Point localization data:

_ _ _ _ _ _ _

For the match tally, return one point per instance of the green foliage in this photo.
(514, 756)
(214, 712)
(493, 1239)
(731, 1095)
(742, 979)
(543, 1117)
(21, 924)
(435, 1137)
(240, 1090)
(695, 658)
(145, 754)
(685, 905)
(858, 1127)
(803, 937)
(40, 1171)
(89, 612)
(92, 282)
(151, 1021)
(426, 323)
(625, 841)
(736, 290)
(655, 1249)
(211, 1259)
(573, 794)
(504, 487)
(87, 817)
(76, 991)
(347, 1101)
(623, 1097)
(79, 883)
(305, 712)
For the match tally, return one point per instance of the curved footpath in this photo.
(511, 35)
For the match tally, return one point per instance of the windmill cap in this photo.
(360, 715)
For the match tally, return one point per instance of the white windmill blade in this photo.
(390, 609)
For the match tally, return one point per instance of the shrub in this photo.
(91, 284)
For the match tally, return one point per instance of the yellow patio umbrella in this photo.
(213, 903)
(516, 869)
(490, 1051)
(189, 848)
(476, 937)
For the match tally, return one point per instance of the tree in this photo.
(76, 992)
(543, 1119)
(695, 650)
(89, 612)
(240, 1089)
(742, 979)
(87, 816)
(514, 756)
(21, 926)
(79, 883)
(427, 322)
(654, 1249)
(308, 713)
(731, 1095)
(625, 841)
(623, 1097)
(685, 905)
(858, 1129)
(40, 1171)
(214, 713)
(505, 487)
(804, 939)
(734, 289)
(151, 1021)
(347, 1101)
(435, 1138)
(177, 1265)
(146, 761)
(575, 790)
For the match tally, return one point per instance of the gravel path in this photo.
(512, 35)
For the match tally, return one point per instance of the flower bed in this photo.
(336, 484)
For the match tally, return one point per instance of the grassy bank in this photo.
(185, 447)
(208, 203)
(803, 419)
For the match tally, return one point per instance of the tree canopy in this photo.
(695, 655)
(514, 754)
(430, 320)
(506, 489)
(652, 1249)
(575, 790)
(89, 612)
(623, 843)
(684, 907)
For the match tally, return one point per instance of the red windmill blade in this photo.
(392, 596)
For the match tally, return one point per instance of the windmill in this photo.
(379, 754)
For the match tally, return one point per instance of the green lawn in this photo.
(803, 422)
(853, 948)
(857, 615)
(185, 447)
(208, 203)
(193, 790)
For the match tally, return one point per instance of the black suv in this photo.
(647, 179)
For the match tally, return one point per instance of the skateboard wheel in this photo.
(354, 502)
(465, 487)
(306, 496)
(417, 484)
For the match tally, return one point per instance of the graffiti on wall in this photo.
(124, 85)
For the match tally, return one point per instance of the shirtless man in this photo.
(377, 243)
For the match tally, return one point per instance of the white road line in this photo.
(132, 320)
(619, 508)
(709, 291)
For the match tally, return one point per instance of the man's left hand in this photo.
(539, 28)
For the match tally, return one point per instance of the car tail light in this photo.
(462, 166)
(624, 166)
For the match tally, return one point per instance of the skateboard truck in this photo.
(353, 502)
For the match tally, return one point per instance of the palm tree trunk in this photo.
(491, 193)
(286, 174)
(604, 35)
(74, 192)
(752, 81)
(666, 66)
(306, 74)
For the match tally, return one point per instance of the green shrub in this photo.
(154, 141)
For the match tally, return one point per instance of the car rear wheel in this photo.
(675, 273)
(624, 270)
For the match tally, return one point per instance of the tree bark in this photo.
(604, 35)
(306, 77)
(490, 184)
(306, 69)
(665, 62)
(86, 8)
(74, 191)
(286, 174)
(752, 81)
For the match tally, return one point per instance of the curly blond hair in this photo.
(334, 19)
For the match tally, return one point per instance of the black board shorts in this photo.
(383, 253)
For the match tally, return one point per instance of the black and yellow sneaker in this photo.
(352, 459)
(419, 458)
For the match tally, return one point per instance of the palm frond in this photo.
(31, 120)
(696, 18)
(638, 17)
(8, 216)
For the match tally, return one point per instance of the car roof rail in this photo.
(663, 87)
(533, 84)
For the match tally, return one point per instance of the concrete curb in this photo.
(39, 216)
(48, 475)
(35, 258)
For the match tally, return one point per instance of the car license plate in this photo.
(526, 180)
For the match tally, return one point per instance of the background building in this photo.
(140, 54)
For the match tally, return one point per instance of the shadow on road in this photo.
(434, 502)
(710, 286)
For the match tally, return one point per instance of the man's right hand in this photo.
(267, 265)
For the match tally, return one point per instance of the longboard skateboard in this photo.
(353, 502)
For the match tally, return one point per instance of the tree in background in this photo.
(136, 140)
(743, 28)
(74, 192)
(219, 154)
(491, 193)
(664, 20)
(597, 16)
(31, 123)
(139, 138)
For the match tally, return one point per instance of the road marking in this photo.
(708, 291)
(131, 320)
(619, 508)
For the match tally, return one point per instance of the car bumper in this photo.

_ _ _ _ _ _ _

Exactly reproduce the lines of the entries above, from the one containing "marking in this photo." to the very last, and no others.

The completed task:
For the match tally, return one point per instance of the road marking in this photo.
(708, 291)
(131, 320)
(619, 508)
For the match tally, return one point per instance of the car bumper in this photo.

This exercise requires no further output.